Data listing:
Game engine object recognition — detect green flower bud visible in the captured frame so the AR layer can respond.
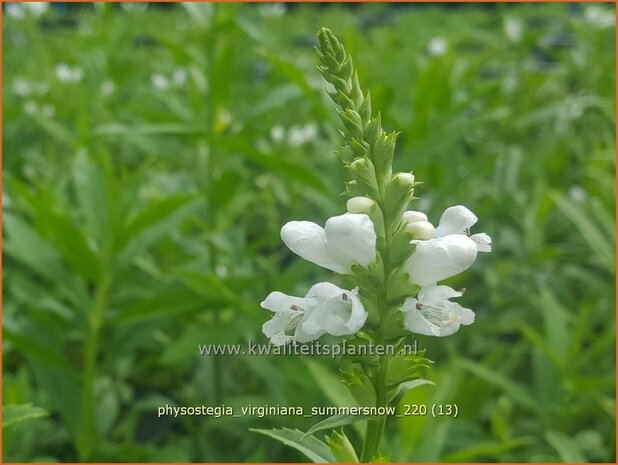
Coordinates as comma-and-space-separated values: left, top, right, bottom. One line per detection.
403, 210, 427, 223
406, 220, 436, 241
393, 173, 414, 187
325, 430, 358, 463
346, 196, 376, 215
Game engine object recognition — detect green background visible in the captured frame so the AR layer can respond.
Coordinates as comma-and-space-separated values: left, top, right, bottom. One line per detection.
2, 4, 615, 462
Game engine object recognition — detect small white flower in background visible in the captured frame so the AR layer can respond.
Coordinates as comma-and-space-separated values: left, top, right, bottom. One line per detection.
260, 283, 367, 345
23, 100, 56, 118
584, 5, 616, 29
150, 68, 188, 90
502, 16, 524, 43
13, 78, 32, 97
427, 36, 448, 57
436, 205, 491, 252
5, 2, 49, 19
56, 63, 84, 84
171, 68, 187, 87
401, 284, 474, 336
281, 213, 376, 274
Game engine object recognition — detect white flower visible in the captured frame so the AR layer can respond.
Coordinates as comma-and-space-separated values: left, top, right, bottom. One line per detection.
406, 234, 477, 286
401, 284, 474, 336
260, 283, 367, 345
56, 63, 84, 83
281, 213, 376, 274
427, 36, 448, 57
436, 205, 491, 252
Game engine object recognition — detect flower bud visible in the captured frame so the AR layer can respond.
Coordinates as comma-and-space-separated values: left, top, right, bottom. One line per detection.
406, 218, 436, 237
393, 173, 414, 187
403, 210, 427, 223
346, 196, 375, 214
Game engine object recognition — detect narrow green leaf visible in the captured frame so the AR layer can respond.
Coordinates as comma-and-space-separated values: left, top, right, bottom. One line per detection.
2, 404, 49, 428
250, 428, 335, 463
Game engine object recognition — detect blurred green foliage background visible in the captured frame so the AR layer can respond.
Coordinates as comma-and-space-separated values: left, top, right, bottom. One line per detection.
2, 3, 616, 462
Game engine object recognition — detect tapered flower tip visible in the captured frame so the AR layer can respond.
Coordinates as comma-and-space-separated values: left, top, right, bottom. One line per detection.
260, 291, 307, 313
406, 234, 477, 286
281, 221, 348, 273
403, 210, 427, 223
301, 283, 367, 336
324, 213, 376, 271
470, 233, 491, 252
436, 205, 478, 237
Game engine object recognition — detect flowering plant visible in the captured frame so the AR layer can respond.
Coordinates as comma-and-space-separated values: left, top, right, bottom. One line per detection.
253, 29, 491, 462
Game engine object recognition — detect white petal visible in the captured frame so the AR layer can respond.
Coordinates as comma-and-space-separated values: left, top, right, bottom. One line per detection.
470, 233, 491, 252
281, 221, 349, 273
306, 282, 348, 299
418, 284, 462, 305
436, 205, 478, 237
406, 234, 477, 286
450, 302, 475, 326
403, 210, 427, 222
401, 298, 440, 336
302, 283, 367, 336
260, 291, 307, 312
324, 213, 376, 271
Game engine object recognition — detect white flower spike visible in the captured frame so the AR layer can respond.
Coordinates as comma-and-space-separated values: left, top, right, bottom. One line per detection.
260, 283, 367, 345
436, 205, 491, 252
281, 213, 376, 274
401, 284, 474, 336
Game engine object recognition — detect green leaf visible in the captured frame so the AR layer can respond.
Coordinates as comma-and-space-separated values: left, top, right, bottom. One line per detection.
250, 428, 335, 463
213, 137, 328, 193
552, 194, 616, 272
453, 359, 537, 411
2, 404, 49, 428
545, 431, 587, 463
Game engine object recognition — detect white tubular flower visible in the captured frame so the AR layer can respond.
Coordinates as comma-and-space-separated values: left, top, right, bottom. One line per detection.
436, 205, 491, 252
401, 284, 474, 336
406, 221, 436, 240
260, 283, 367, 345
302, 283, 367, 336
406, 234, 477, 286
281, 213, 376, 274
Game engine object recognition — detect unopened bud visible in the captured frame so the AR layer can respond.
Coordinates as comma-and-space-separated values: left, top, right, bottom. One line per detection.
406, 220, 436, 241
403, 210, 427, 223
346, 196, 375, 214
394, 173, 414, 187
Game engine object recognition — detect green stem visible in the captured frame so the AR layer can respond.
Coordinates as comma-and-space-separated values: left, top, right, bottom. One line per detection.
78, 273, 111, 462
361, 356, 388, 462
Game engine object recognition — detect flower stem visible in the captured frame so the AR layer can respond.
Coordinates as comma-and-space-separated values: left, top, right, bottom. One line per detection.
361, 356, 388, 462
78, 273, 111, 462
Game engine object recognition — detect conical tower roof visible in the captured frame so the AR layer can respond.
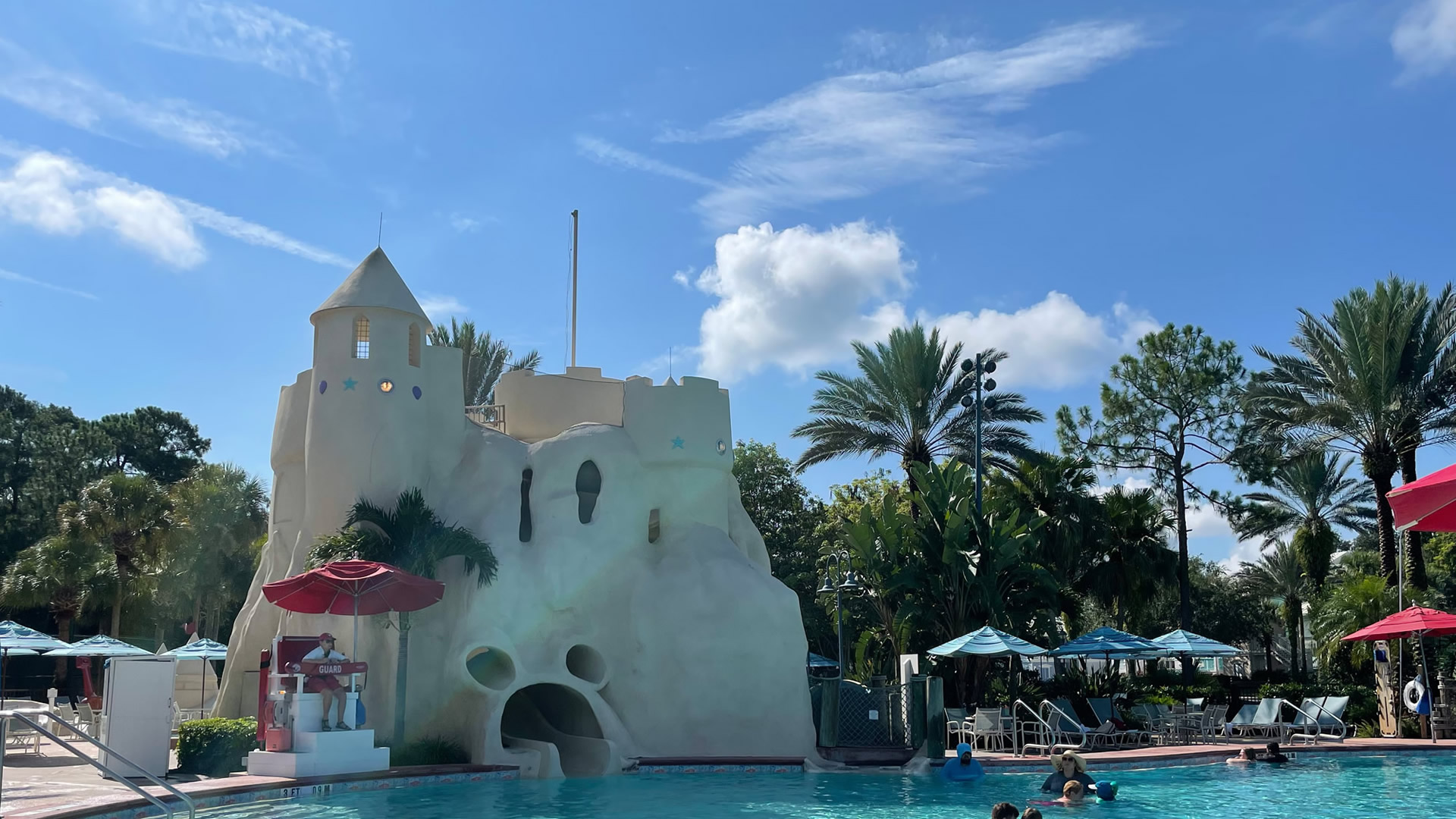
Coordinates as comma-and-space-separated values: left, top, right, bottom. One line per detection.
313, 248, 429, 322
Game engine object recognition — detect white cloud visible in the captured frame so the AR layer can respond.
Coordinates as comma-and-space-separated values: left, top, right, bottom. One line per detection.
578, 22, 1147, 229
696, 221, 913, 381
419, 293, 470, 324
919, 290, 1157, 389
0, 268, 99, 302
0, 143, 353, 268
1391, 0, 1456, 83
450, 213, 481, 233
134, 0, 351, 92
0, 38, 281, 158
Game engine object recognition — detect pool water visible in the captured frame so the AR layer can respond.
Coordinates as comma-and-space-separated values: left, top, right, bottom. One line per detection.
209, 755, 1456, 819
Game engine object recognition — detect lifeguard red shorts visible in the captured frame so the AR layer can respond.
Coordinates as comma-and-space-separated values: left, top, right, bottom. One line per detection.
303, 675, 344, 694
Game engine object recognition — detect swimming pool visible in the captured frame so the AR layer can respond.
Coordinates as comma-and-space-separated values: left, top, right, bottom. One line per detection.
199, 755, 1456, 819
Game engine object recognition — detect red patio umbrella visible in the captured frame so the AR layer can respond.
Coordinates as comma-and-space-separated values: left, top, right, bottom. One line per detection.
1341, 600, 1456, 742
1385, 465, 1456, 532
264, 560, 446, 654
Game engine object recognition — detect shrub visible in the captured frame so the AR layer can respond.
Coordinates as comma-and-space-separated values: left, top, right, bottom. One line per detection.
177, 717, 258, 777
386, 736, 470, 768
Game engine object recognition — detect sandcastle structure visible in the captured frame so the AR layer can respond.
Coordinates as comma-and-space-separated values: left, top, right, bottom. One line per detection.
218, 249, 814, 777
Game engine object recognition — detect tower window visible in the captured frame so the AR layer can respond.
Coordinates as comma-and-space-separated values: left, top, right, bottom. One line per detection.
576, 460, 601, 523
519, 466, 532, 544
354, 316, 369, 359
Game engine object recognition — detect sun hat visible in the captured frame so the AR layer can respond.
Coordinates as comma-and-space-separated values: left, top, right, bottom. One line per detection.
1051, 751, 1087, 774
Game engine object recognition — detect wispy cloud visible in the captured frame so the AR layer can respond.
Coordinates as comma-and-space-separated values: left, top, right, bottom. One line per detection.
134, 0, 353, 92
576, 22, 1149, 229
1391, 0, 1456, 83
419, 293, 470, 324
0, 268, 100, 302
0, 143, 354, 268
576, 137, 718, 188
0, 38, 284, 158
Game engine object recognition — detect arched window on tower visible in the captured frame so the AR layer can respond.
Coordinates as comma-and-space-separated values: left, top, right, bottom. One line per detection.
576, 460, 601, 523
354, 316, 369, 359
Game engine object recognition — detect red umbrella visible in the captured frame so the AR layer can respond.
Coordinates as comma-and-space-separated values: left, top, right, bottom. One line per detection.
1342, 606, 1456, 640
1385, 465, 1456, 532
264, 560, 446, 653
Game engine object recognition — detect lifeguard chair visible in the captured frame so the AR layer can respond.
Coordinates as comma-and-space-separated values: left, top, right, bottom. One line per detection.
247, 635, 389, 778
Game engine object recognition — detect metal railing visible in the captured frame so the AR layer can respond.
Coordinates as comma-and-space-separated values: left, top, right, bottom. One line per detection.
0, 708, 196, 819
464, 403, 505, 433
1280, 699, 1348, 745
1010, 699, 1087, 756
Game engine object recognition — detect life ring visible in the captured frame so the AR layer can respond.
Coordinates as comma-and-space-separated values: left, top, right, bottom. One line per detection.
1401, 679, 1426, 711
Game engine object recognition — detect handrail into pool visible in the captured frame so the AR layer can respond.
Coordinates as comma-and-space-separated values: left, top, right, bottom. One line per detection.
1010, 699, 1086, 758
1280, 699, 1350, 745
0, 708, 196, 819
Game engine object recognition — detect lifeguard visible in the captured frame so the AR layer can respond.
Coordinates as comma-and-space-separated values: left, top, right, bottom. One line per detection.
303, 631, 350, 732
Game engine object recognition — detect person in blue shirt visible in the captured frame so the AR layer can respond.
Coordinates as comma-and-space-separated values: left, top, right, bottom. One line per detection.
940, 742, 986, 781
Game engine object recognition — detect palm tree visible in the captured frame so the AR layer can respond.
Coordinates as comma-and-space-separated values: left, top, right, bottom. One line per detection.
1247, 275, 1456, 585
0, 533, 115, 675
309, 488, 497, 745
60, 474, 173, 637
1228, 452, 1376, 593
1079, 487, 1178, 628
793, 322, 1044, 493
162, 463, 268, 637
1239, 544, 1307, 670
429, 319, 541, 406
1310, 574, 1396, 667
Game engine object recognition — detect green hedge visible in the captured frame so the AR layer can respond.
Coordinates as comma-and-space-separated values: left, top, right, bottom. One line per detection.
177, 717, 258, 777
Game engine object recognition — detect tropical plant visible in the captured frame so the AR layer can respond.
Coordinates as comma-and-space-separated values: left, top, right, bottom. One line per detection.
0, 533, 117, 670
1079, 487, 1178, 628
793, 322, 1043, 491
1239, 544, 1309, 670
1247, 275, 1456, 586
1228, 452, 1374, 592
1057, 324, 1245, 647
309, 488, 497, 743
58, 474, 173, 637
158, 463, 268, 639
429, 319, 541, 406
1310, 574, 1396, 667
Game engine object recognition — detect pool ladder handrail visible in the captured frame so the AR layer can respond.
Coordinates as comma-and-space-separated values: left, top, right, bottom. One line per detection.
0, 708, 196, 819
1010, 699, 1087, 758
1280, 699, 1350, 745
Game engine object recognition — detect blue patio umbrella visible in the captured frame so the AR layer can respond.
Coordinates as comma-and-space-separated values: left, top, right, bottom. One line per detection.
927, 625, 1046, 657
165, 637, 228, 711
46, 634, 153, 657
0, 620, 65, 697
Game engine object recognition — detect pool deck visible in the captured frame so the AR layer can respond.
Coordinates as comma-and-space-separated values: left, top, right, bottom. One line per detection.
0, 739, 1456, 819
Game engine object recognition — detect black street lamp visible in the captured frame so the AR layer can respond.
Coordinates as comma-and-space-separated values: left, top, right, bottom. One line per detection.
818, 549, 862, 679
961, 353, 996, 517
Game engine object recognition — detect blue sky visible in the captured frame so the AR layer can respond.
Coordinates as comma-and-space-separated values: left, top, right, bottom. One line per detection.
0, 0, 1456, 558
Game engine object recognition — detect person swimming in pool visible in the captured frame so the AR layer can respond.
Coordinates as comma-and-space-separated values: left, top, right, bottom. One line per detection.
940, 742, 986, 780
1041, 751, 1097, 792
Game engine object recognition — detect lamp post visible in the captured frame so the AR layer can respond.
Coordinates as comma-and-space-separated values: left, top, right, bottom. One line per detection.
961, 353, 996, 517
818, 549, 861, 679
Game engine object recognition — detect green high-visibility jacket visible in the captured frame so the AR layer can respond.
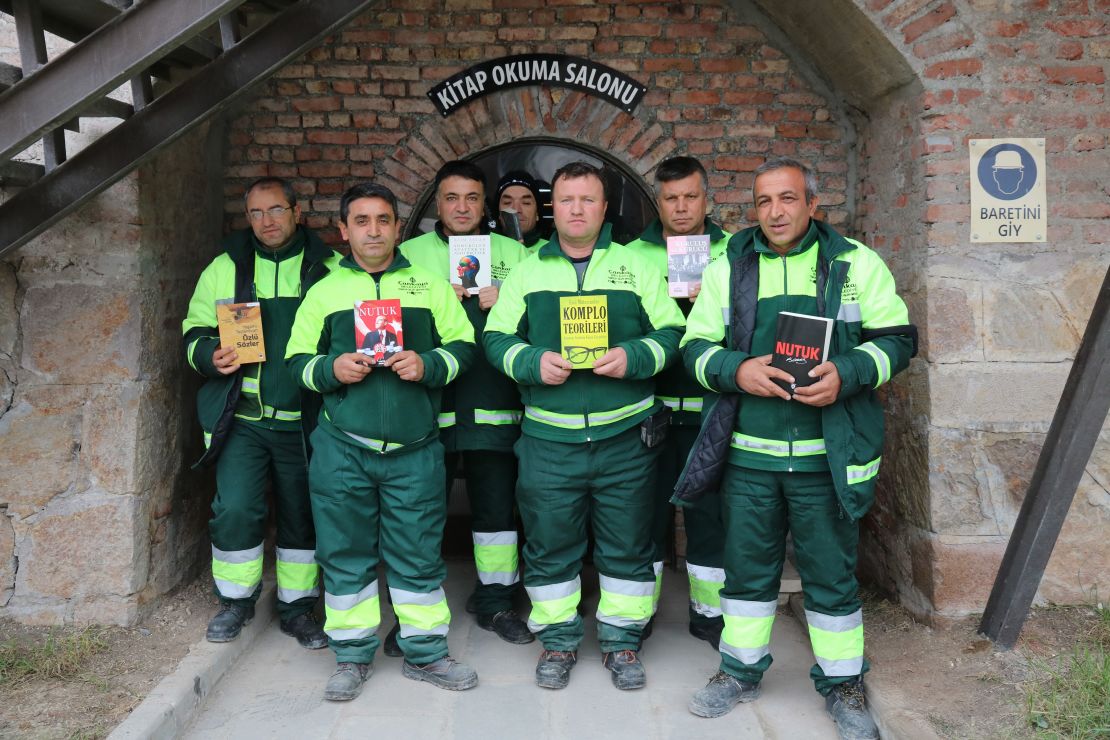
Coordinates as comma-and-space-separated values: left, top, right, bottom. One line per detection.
682, 221, 917, 519
398, 222, 527, 453
627, 219, 731, 426
285, 251, 475, 454
483, 224, 684, 443
181, 226, 340, 465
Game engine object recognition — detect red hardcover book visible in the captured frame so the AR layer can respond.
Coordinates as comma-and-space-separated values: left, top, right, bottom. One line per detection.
354, 298, 405, 365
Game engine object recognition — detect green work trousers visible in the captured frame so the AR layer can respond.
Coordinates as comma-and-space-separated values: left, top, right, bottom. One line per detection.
309, 428, 451, 665
516, 426, 657, 652
446, 449, 521, 615
720, 465, 867, 695
209, 422, 320, 621
652, 426, 725, 626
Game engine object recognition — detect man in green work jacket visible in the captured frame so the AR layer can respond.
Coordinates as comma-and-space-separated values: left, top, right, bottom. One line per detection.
399, 160, 534, 648
683, 158, 916, 738
628, 156, 730, 649
182, 178, 340, 649
285, 183, 477, 701
484, 162, 683, 689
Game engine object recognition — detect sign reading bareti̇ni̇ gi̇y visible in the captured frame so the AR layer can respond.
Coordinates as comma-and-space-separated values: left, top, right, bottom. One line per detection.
969, 139, 1048, 243
427, 54, 647, 118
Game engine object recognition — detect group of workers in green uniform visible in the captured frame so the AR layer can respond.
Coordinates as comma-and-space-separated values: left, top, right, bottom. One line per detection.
183, 151, 915, 738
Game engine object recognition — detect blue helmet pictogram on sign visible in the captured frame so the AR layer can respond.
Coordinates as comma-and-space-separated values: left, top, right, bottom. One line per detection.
976, 144, 1038, 201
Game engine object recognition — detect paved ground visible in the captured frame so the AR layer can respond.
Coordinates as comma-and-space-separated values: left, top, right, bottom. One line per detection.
184, 562, 836, 740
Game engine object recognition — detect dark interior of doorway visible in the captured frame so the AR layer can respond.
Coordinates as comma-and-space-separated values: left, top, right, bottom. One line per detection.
404, 139, 656, 244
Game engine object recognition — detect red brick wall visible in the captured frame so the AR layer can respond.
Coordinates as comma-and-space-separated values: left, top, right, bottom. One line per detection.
226, 0, 850, 246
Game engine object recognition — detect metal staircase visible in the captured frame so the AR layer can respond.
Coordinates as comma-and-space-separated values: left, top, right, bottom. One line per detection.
0, 0, 372, 260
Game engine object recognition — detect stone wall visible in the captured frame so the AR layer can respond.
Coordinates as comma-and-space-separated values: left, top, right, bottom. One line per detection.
0, 126, 222, 624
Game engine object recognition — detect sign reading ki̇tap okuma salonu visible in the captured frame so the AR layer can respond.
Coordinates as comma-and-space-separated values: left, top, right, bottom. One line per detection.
968, 139, 1048, 244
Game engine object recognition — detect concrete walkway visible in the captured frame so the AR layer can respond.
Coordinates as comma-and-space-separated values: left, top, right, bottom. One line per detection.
173, 561, 836, 740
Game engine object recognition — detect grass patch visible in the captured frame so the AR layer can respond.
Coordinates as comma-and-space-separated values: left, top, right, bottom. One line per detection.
1025, 608, 1110, 739
0, 627, 108, 686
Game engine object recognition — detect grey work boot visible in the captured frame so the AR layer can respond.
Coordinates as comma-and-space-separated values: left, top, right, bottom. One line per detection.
536, 650, 578, 689
825, 679, 879, 740
204, 601, 254, 642
401, 656, 478, 691
324, 662, 374, 701
602, 650, 647, 691
689, 670, 759, 717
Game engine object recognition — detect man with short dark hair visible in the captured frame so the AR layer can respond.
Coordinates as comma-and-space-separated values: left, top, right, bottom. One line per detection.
182, 178, 340, 649
399, 161, 534, 648
679, 158, 916, 738
285, 183, 477, 701
484, 162, 683, 689
496, 170, 546, 249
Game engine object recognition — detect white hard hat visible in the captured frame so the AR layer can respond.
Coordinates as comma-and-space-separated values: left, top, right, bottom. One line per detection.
995, 149, 1021, 170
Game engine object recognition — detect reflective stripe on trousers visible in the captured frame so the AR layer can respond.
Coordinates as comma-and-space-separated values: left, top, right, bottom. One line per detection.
276, 547, 320, 604
720, 597, 778, 665
525, 576, 582, 632
324, 579, 382, 640
686, 561, 725, 617
212, 543, 262, 599
597, 576, 655, 627
806, 609, 864, 676
471, 529, 521, 586
390, 586, 451, 637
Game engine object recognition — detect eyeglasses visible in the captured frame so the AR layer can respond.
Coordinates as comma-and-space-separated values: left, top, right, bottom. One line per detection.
246, 205, 293, 221
563, 344, 608, 365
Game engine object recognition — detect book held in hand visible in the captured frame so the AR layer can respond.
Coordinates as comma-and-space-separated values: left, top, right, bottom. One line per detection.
770, 311, 833, 395
667, 234, 709, 298
558, 295, 609, 369
354, 298, 405, 365
215, 300, 266, 365
447, 234, 493, 295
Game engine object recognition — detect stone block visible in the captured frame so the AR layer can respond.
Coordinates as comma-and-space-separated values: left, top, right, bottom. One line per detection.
0, 509, 16, 607
929, 363, 1071, 432
914, 536, 1006, 617
982, 281, 1086, 363
17, 493, 149, 602
0, 386, 88, 517
20, 283, 141, 384
927, 277, 983, 363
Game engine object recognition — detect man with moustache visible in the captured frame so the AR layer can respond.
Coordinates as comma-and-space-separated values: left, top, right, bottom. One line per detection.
401, 161, 534, 651
182, 178, 340, 649
680, 158, 917, 739
285, 183, 477, 701
484, 162, 683, 689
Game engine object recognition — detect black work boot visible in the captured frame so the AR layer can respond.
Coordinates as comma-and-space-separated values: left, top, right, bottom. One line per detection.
478, 609, 536, 645
536, 650, 578, 689
401, 656, 478, 691
281, 611, 327, 650
382, 622, 404, 658
602, 650, 647, 691
825, 679, 879, 740
324, 662, 374, 701
204, 601, 254, 642
690, 617, 725, 650
689, 670, 759, 717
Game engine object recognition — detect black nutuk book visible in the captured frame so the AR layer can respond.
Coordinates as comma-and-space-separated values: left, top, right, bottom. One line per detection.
770, 311, 833, 395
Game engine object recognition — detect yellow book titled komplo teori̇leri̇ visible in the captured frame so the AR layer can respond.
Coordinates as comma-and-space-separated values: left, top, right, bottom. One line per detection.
215, 302, 266, 365
558, 295, 609, 369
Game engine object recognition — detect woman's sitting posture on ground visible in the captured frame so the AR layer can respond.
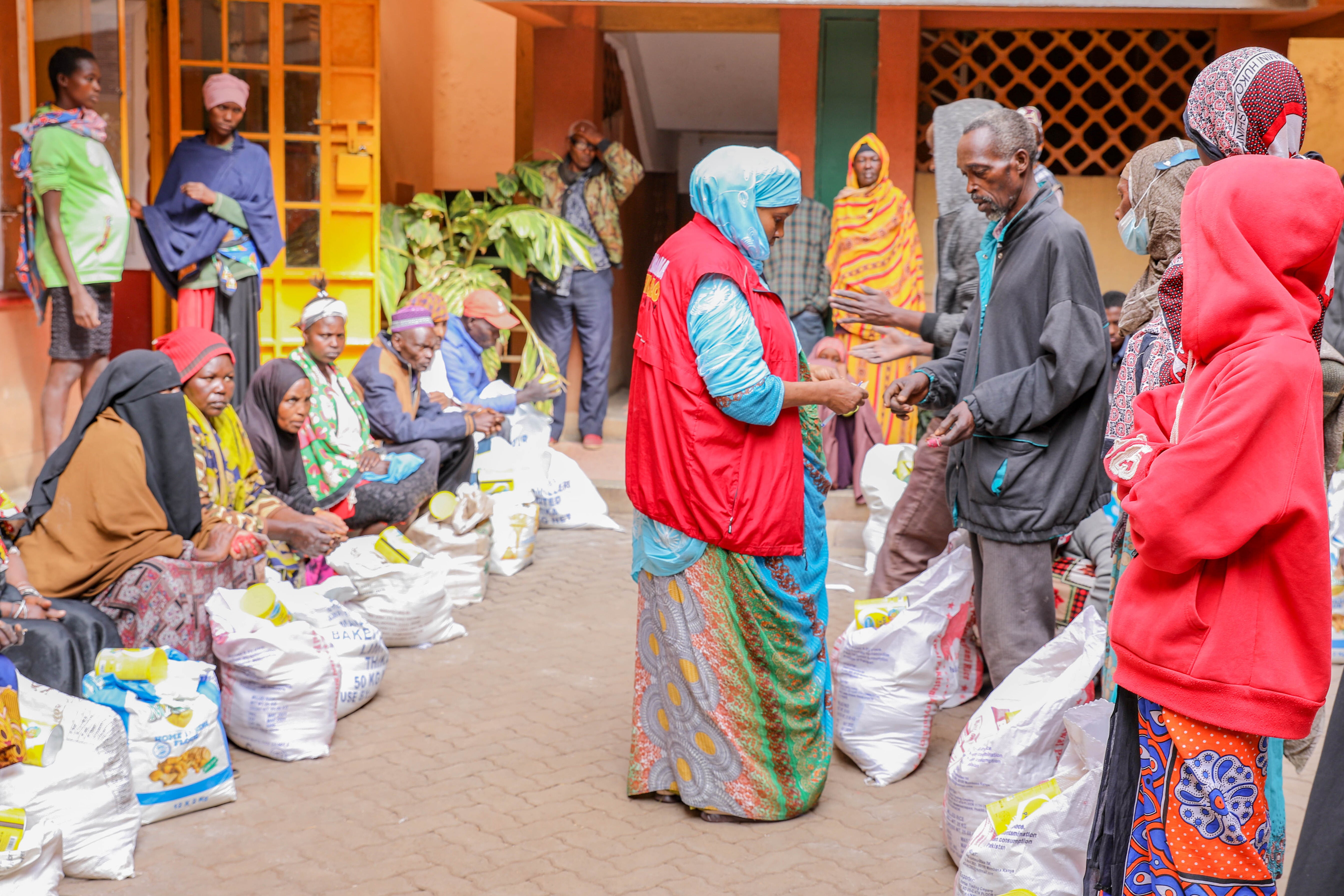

Set exercise: Repeat the listing word for word, starting with the line that contains "Game engine object recognition — detect sign reading bareti̇ni̇" and going on through the line that contains "427, 54, 647, 118", including both of those lines.

Solution:
Game engine object recognition — detect sign reading bareti̇ni̇ gi̇y visible in the captured frame so the AR layer can respond.
Coordinates as comma-and-space-separated values: left, top, right, bottom. One line per detection.
969, 139, 1048, 243
427, 54, 647, 118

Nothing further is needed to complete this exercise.